EXTRAIT DU DOCUMENT:
━━━━━━━━━━━━━━━━
La production agricole en RDC reste largement sous-exploitée. Sur près de 80 millions d’hectares de terres arables, moins de 10% sont effectivement cultivés. Ce potentiel dormant contraste avec les besoins alimentaires croissants d’une population qui a franchi le cap des 100 millions d’habitants en 2023.
Dans les campagnes, le manioc s’impose comme la pierre angulaire de l’alimentation. Plus de 30 millions de tonnes sont produites chaque année, plaçant la RDC au troisième rang mondial.

Les régions du Bandundu, de l’Équateur, des Kasaï et des Kivus assurent l’essentiel de cette production. La banane plantain suit avec près de 4,7 millions de tonnes, concentrée dans l’ex-province Orientale et les Kivus. Quant au maïs et au riz paddy, ils stagnent autour de 2 millions et 990 000 tonnes respectivement.
Tableau 1 – Principales cultures agricoles en RDC (moyenne récente)
━━━━━━━━━━━━━━━━
[Enregistrements du jeu de données de segmentation]

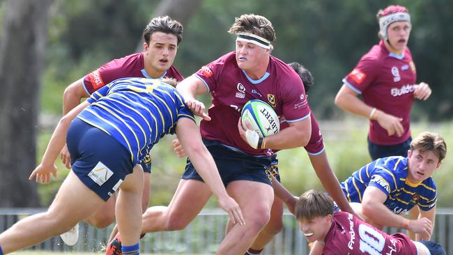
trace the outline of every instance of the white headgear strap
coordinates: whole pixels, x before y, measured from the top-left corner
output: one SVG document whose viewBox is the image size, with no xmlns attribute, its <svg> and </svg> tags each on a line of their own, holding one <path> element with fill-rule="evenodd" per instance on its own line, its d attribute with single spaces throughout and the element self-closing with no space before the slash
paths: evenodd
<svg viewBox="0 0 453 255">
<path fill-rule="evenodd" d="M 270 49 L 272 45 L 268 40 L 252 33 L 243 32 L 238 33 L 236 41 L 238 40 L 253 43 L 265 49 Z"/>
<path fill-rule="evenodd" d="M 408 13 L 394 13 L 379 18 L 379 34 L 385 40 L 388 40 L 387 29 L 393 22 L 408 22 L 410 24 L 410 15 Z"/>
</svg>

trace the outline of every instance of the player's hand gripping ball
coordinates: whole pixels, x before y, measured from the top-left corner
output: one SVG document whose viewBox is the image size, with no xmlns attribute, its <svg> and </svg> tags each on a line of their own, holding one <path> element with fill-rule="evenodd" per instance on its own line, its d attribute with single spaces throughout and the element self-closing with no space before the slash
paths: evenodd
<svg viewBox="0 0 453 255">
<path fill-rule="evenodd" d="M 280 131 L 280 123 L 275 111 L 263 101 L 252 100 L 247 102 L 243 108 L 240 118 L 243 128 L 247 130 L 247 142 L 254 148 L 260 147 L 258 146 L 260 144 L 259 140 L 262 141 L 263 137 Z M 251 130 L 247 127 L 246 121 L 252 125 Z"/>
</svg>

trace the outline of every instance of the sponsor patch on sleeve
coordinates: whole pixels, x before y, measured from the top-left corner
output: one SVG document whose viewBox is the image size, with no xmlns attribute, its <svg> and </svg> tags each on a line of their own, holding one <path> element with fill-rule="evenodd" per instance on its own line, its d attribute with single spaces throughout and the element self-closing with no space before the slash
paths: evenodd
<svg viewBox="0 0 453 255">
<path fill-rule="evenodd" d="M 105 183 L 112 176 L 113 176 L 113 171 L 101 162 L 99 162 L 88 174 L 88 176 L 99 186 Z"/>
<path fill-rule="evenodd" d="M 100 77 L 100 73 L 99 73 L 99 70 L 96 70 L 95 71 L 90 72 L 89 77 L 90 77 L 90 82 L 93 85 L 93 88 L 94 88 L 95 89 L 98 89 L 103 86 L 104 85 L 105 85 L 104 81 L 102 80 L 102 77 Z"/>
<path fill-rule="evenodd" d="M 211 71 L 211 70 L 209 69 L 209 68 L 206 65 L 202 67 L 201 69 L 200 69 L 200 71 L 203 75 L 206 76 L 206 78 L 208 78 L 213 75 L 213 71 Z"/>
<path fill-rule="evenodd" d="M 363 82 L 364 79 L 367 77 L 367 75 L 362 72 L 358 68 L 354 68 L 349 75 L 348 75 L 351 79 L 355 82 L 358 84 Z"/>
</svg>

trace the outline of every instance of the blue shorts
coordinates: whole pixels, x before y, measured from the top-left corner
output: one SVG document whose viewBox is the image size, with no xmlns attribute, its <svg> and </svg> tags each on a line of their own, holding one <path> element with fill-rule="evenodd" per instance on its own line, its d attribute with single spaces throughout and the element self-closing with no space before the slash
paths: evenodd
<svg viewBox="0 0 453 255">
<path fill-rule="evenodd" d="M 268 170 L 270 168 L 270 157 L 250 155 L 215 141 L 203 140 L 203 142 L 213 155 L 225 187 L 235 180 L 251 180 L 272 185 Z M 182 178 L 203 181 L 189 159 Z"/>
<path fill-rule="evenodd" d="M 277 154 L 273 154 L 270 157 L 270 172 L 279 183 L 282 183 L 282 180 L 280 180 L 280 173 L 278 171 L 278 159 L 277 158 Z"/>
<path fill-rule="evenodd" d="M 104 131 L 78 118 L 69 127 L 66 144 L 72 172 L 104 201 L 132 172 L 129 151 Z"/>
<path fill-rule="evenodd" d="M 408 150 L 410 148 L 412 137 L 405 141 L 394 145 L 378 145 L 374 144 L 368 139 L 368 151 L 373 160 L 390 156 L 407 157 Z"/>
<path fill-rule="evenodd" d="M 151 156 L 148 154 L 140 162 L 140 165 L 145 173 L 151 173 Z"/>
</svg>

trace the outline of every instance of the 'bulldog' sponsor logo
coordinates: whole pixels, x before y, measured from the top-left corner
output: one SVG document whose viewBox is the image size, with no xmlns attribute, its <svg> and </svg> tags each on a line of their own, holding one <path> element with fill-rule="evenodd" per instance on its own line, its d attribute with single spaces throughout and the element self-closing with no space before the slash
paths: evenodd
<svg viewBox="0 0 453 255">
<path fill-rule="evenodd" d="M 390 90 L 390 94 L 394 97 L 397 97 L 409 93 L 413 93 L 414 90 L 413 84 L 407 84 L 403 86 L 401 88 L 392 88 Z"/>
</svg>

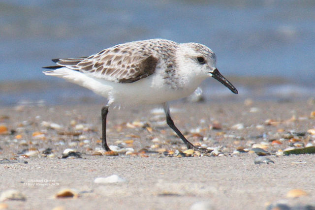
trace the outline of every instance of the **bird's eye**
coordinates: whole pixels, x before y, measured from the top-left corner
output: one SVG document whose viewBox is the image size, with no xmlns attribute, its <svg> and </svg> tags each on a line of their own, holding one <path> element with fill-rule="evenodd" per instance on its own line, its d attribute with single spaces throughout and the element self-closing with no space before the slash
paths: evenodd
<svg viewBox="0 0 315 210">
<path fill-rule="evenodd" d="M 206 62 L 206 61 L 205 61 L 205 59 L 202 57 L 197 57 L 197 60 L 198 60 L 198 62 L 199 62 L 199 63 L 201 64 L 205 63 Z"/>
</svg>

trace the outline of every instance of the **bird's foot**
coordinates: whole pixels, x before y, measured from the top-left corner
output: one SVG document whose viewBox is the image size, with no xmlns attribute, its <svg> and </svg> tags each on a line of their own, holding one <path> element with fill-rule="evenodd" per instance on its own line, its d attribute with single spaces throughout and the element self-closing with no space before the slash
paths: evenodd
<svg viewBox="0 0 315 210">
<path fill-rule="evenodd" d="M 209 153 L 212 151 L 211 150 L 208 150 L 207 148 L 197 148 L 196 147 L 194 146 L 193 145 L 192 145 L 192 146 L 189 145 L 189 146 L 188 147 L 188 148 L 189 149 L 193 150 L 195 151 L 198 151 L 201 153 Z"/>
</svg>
━━━━━━━━━━━━━━━━
CONSIGNES DE L'EXERCICE:
A: Dans le texte sur l'agriculture en RDC, réécrivez plus brièvement le paragraphe qui commence par « La production agricole en RDC reste largement sous-exploitée » en conservant ses faits principaux.
B: Restituez le passage du texte sur l'agriculture en RDC qui commence par « Dans les campagnes, le » et se poursuit jusqu'à « RDC (moyenne récente) ».

CORRIGÉ DES CONSIGNES:
A: L'agriculture en RDC est sous-exploitée : moins de 10 % des quelque 80 millions d'hectares de terres arables sont cultivés. Pourtant, les besoins alimentaires augmentent, car la population a dépassé 100 millions d'habitants en 2023.

B:
Dans les campagnes, le manioc s’impose comme la pierre angulaire de l’alimentation. Plus de 30 millions de tonnes sont produites chaque année, plaçant la RDC au troisième rang mondial.

Les régions du Bandundu, de l’Équateur, des Kasaï et des Kivus assurent l’essentiel de cette production. La banane plantain suit avec près de 4,7 millions de tonnes, concentrée dans l’ex-province Orientale et les Kivus. Quant au maïs et au riz paddy, ils stagnent autour de 2 millions et 990 000 tonnes respectivement.
Tableau 1 – Principales cultures agricoles en RDC (moyenne récente)